[[ Page excerpt, beginning ]]

In late March 2014, Gaskarov's case, along with those against his fellow activists Ilya Guschin, Elena Kokhtareva, and Alexander Margolin, was sent to the Zamoskvoretskiy District Court in Moscow. During the lead-up to the trial, Anna Karpova, Gaskarov's fiancée, told the Institute of Modern Russia that "Alexey is very seriously preparing for the trial. He wants to utilize his legal base to its full extent and is going to participate in the process to the fullest extent. Even despite the circumstances, when one might think it impossible to influence the process, he is very active in terms of defending and asserting his position." His pretrial hearing began on April 14.

One commentator described the trial as "a farce which demonstrates that the facts are completely irrelevant for the outcome." At the trial, the persons presented as witnesses were not identified by their real names but by pseudonyms. These witnesses purportedly testified that Gaskarov "had given orders to a group of people who actively participated in the 'mass riots.'" The prosecutor also claimed that Gaskarov had pulled an "internal forces soldier" by his hand and pulled a member of the OMON riot police away from another activist whom he was placing under detention. Neither officer was harmed. Gaskarov acknowledged that he had sought to protect a fellow activist from an officer, explaining that "people who did not demonstrate any aggressive behavior were being beaten and detained." One report stated that the charges against Gaskarov were "based on the statements of two 'secret witnesses.' Another individual said during the trial that a state government agency, the Anti-Extremist Center, had pressured him "to make a false statement against Gaskarov." In secret testimony, police officers said "they had video evidence that Gaskarov had led attacks on police, though the footage was never shown."

[[ Page excerpt, end ]]
[[ Provided data, beginning ]]

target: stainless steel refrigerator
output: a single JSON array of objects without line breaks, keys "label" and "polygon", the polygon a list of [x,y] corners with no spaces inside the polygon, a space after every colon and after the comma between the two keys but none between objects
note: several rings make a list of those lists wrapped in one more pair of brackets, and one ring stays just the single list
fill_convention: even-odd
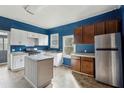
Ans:
[{"label": "stainless steel refrigerator", "polygon": [[120,33],[95,36],[95,79],[123,87]]}]

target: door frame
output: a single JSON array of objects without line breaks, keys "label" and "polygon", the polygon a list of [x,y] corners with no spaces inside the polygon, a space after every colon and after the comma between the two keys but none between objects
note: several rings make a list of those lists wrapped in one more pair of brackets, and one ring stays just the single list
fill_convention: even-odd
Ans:
[{"label": "door frame", "polygon": [[9,61],[9,54],[10,54],[10,31],[8,30],[0,30],[0,32],[4,32],[4,33],[7,33],[7,39],[8,39],[8,44],[7,44],[7,62],[6,63],[0,63],[0,65],[4,65],[4,64],[7,64],[8,65],[8,61]]}]

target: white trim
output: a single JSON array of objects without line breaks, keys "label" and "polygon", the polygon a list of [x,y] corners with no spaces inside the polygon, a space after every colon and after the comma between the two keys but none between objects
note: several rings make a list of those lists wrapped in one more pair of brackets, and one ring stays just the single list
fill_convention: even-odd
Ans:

[[ Provided data, end ]]

■ Your tasks:
a) In the excerpt about Gaskarov's trial, on what date did his pretrial hearing begin?
b) Please list the fellow activists whose cases went to the Zamoskvoretskiy District Court along with Gaskarov's, as named in the trial excerpt.

■ Answers provided:
a) April 14

b) Ilya Guschin, Elena Kokhtareva, Alexander Margolin